Partially applied type with kind (* -> Constraint)

Question

Consider the following code:

class Foo f
class Bar b

newtype D d = D

call :: Proxy c -> (forall a . c a => a -> Bool) -> x -> Bool
call g x = g x

-- this function is Testable, and can be used by QuickCheck
f :: (Foo (D d), Bar d) => D d -> Bool
f = error ""

//assume the type FConstraint has kind (* -> Constraint)

main = print $ call (Proxy::Proxy FConstraint) (unsafeCoerce f) (D::D 17)

The intent of such a strange function is to be able to easily test polymorphic functions (such as f) using QuickCheck: call would be iterated over a type list of monomorphic types, and this list could be used for several different properties (all taking a single argument) without explicitly writing out type signatures each time. Since this is only appearing in test code, I'm willing to use unsafeCoerce (though I'm not sure it will do what I want at this point. I need to solve the question below first).

I'm certainly open to better/alternate designs for call, but here's my question about the solution I came up with above: I need a type FConstraint with kind (* -> Constraint) which can be used for the first argument to call.

Here's what I've tried:

type FConstraint x = (Foo x, Bar ??)
type FConstraint (D d) = (Foo (D d), Bar d)

Neither type synonym works, since I need to pattern match on the type to get all of the constraints, and also need to partially apply FConstraint, neither of which type synonyms allow.

I've also tried a type family:

type family FConstraint x
type instance FConstraint (D d) = (Foo (D d), Bar d)

but I still can't partially apply this (nor can I with a closed type family).

Thus I need a type of kind (* -> Constraint) which

• Pattern matches on the type of kind *
• Can be partially applied

---

UPDATE

Here's an almost-compiling example using the idea in the answer below:

{-# LANGUAGE RankNTypes, ScopedTypeVariables, ConstraintKinds, TypeOperators,
             MultiParamTypeClasses, DataKinds, PolyKinds, FlexibleInstances,
             UndecidableInstances, FlexibleContexts, TypeFamilies,
             FunctionalDependencies #-}

import Control.Monad
import Data.Proxy
import GHC.Prim
import GHC.TypeLits
import Test.QuickCheck
import Test.Framework
import Test.Framework.Providers.QuickCheck2
import Unsafe.Coerce

newtype Zq q = Zq Integer deriving (Show, Eq)

instance (KnownNat q) => Arbitrary (Zq q) where
  arbitrary = liftM (\i -> Zq $ (i `mod` (natVal (Proxy::Proxy q)))) arbitrary

instance (KnownNat q) => Num (Zq q) where
  (Zq a) + (Zq b) = Zq $ (a + b) `mod` (natVal (Proxy::Proxy q))
  (Zq a) * (Zq b) = Zq $ (a * b) `mod` (natVal (Proxy::Proxy q))
  negate (Zq 0) = (Zq 0)
  negate (Zq a) = Zq $ (natVal (Proxy::Proxy q)) - a
  fromInteger x = Zq $ x `mod` (natVal (Proxy::Proxy q))

- [Task details]: Please reproduce everything in the Haskell post from "class Foo f" down to "has kind (* -> Constraint)", word for word. The items after the Haskell post are separate material.

- [Given information]:

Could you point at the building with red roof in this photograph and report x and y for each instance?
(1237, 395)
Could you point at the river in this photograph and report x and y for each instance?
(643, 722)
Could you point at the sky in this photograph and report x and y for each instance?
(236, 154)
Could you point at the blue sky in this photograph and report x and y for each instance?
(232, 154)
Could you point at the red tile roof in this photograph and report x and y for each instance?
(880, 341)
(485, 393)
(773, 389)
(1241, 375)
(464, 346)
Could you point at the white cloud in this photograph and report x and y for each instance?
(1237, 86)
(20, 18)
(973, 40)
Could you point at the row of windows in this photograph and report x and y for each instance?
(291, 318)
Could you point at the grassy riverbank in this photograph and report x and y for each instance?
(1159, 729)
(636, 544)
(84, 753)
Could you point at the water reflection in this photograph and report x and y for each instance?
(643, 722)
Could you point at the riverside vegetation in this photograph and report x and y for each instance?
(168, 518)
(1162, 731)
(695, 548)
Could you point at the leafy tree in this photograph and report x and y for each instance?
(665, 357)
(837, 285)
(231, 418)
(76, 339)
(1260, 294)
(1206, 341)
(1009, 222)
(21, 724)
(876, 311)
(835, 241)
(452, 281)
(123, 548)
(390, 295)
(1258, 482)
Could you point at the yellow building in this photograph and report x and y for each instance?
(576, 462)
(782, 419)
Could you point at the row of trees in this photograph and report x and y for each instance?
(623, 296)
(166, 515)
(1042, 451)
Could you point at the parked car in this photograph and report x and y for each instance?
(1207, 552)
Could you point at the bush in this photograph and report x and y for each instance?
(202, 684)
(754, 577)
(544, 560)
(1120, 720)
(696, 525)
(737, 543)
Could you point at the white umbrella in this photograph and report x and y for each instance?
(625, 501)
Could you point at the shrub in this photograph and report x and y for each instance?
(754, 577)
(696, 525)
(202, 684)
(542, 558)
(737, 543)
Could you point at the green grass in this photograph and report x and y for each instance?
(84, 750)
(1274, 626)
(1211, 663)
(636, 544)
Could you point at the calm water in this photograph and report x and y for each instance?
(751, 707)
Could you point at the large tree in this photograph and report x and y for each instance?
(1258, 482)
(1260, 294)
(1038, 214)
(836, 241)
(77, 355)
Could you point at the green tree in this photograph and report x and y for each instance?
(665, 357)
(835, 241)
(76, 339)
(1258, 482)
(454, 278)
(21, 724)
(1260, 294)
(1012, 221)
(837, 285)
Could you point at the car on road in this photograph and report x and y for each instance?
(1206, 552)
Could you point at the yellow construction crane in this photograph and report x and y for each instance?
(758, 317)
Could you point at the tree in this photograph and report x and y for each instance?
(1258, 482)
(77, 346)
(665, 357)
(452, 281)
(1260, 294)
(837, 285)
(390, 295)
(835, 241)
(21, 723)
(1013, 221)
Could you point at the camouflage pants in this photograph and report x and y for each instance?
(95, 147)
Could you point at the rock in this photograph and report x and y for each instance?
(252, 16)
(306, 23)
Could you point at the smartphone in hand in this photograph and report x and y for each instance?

- [Solution]:
class Foo f
class Bar b

newtype D d = D

call :: Proxy c -> (forall a . c a => a -> Bool) -> x -> Bool
call g x = g x

-- this function is Testable, and can be used by QuickCheck
f :: (Foo (D d), Bar d) => D d -> Bool
f = error ""

//assume the type FConstraint has kind (* -> Constraint)